Em todos os interrogatórios é lavrado um auto com tudo aquilo que foi dito. Dependendo dos locais onde são feitos, pode ou não existir um suporte áudio desse mesmo interrogatório. No caso da audição de José Sócrates a 27 de maio houve gravação e o respetivo DVD, com registo áudio e vídeo.

Segundo o Observador apurou, uma cópia ficou no processo, outra foi enviada para o juiz Carlos Alexandre e uma terceira foi entregue ao advogado João Araújo, que a requereu com vista a preparar o recurso do seu cliente. Esta informação foi já confirmada ao Observador pela PGR: “Ao abrigo do art.º 101 n.º 4 do Código de Processo Penal, e na sequência de requerimento apresentado nos autos, foi entregue ao advogado do arguido José Sócrates cópia do DVD com as declarações prestadas no interrogatório realizado.” Esta requisição pode, por norma, demorar alguns dias, mas em muitos casos agiliza-se o processo e entrega-se de imediato a transcrição aos advogados dos arguidos. Foi o que aconteceu.

O que significa que há várias pessoas que tiveram acesso à cópia do interrogatório. Todas elas serão ouvidos no âmbito do inquérito instaurado pela PGR. A procuradora Joana Marques Vidal, que fez da luta contra a violação do segredo de justiça uma bandeira para o seu mandato, reuniu-se já duas vezes com procuradores do Ministério Público depois de o interrogatório ser divulgado.

|---|

• _Exercício proposto_
Transcreva integralmente o texto acima sobre o interrogatório de José Sócrates, sem qualquer alteração.

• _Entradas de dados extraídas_
|---|

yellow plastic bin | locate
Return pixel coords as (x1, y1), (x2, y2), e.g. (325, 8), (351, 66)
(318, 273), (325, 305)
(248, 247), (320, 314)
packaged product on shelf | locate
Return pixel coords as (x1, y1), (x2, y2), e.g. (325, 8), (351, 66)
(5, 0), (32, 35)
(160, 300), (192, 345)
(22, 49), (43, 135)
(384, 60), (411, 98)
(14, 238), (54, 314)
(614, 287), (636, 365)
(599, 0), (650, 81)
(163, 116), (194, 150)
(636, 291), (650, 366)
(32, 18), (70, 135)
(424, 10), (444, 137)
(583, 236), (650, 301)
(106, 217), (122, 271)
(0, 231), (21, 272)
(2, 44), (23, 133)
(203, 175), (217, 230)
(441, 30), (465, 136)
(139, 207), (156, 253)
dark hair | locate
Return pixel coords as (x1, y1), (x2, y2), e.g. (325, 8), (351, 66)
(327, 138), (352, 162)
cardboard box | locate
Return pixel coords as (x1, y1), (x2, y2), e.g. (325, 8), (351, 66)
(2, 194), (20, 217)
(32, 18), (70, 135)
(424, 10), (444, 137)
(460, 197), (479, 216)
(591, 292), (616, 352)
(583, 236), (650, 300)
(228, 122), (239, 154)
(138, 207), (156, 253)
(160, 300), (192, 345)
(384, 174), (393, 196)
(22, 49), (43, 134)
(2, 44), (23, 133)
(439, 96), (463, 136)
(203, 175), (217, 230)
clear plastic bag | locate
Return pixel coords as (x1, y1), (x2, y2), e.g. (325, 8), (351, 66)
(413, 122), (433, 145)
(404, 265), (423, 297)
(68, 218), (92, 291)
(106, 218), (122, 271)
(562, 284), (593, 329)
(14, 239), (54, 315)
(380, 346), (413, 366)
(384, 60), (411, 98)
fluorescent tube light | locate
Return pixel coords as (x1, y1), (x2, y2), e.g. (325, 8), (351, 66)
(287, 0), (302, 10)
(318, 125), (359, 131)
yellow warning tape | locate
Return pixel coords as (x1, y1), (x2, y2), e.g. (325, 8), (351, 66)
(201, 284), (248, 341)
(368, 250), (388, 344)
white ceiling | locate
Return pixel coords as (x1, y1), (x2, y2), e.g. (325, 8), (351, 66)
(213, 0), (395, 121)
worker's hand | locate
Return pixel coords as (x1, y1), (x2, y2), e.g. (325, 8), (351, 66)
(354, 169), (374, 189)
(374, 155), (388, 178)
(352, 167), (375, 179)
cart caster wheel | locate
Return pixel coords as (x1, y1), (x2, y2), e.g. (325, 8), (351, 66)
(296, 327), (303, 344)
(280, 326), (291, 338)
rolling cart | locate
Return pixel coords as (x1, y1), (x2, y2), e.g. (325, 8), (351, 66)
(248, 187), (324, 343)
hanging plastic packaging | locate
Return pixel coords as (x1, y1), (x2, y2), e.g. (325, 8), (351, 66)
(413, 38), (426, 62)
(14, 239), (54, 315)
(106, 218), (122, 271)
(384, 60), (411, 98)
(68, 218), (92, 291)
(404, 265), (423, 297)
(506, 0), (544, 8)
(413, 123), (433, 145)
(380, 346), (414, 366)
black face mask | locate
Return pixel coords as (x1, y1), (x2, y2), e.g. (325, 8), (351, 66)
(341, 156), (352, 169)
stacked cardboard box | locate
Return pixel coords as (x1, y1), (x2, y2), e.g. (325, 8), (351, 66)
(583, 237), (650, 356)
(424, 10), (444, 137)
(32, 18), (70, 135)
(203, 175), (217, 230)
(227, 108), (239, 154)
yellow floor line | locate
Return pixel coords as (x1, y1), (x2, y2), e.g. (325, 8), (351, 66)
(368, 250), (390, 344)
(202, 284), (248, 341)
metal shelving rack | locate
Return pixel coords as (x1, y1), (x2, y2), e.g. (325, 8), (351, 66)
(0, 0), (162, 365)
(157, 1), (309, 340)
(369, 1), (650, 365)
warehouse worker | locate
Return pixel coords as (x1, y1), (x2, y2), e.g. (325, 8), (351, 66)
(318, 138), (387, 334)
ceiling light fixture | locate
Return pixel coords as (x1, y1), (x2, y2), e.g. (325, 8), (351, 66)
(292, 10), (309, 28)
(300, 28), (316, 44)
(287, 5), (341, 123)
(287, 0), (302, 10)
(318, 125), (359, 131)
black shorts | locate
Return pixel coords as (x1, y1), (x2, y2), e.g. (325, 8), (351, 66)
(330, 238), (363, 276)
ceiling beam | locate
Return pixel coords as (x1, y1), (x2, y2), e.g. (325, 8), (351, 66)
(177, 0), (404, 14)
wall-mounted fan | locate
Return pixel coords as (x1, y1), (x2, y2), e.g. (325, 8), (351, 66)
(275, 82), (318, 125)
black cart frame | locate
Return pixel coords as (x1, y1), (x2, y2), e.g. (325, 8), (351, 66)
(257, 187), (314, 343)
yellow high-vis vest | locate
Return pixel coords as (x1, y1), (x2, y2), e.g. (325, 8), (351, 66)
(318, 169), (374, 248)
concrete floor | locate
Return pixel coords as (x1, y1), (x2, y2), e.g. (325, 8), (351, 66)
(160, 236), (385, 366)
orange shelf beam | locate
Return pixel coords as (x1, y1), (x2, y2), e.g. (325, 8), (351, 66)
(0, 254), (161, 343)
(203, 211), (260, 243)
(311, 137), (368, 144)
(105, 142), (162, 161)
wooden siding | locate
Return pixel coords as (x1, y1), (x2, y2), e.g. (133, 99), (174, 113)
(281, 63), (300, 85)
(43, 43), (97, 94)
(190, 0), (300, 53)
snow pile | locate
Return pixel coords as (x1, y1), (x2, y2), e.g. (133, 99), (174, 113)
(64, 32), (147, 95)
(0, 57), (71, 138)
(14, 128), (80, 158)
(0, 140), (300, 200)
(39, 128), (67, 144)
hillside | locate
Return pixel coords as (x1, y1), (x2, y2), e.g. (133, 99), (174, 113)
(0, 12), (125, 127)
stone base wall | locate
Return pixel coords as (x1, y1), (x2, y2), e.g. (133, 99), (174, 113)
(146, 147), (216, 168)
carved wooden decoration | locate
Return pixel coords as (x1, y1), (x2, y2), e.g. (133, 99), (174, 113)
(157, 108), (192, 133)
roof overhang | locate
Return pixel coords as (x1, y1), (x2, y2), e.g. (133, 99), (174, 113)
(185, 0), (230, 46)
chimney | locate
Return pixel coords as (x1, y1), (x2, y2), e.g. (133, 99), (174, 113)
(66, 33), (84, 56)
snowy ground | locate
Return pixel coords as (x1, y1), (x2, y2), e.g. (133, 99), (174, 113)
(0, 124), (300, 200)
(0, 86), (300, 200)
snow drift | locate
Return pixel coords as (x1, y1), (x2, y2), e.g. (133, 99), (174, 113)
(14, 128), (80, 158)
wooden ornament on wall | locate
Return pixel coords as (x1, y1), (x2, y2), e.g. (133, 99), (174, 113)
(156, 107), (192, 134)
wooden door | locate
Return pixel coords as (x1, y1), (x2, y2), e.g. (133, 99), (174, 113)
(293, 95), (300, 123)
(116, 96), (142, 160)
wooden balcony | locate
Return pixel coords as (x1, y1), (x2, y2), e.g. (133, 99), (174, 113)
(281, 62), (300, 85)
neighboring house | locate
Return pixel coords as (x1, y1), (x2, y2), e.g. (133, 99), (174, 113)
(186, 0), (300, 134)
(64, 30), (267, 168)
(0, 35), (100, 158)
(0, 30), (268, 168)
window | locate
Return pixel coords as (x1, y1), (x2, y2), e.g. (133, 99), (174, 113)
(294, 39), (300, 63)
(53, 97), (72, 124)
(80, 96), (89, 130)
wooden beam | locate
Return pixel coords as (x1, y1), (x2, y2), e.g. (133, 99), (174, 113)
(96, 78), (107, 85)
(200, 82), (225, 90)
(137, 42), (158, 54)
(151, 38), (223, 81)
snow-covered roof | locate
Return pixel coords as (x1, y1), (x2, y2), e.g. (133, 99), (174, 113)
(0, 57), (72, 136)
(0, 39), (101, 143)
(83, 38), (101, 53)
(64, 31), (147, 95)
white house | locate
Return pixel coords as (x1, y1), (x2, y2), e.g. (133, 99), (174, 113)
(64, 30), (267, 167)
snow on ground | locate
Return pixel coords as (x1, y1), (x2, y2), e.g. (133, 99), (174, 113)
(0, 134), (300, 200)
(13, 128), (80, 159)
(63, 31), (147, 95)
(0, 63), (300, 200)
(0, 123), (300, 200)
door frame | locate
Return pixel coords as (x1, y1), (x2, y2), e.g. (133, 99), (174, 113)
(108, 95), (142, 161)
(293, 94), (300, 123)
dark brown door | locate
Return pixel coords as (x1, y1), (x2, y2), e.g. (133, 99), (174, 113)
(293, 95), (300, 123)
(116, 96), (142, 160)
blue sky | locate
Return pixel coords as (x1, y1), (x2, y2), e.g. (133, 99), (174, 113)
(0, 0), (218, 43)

|---|

• _Resposta correta_
Em todos os interrogatórios é lavrado um auto com tudo aquilo que foi dito. Dependendo dos locais onde são feitos, pode ou não existir um suporte áudio desse mesmo interrogatório. No caso da audição de José Sócrates a 27 de maio houve gravação e o respetivo DVD, com registo áudio e vídeo.

Segundo o Observador apurou, uma cópia ficou no processo, outra foi enviada para o juiz Carlos Alexandre e uma terceira foi entregue ao advogado João Araújo, que a requereu com vista a preparar o recurso do seu cliente. Esta informação foi já confirmada ao Observador pela PGR: “Ao abrigo do art.º 101 n.º 4 do Código de Processo Penal, e na sequência de requerimento apresentado nos autos, foi entregue ao advogado do arguido José Sócrates cópia do DVD com as declarações prestadas no interrogatório realizado.” Esta requisição pode, por norma, demorar alguns dias, mas em muitos casos agiliza-se o processo e entrega-se de imediato a transcrição aos advogados dos arguidos. Foi o que aconteceu.

O que significa que há várias pessoas que tiveram acesso à cópia do interrogatório. Todas elas serão ouvidos no âmbito do inquérito instaurado pela PGR. A procuradora Joana Marques Vidal, que fez da luta contra a violação do segredo de justiça uma bandeira para o seu mandato, reuniu-se já duas vezes com procuradores do Ministério Público depois de o interrogatório ser divulgado.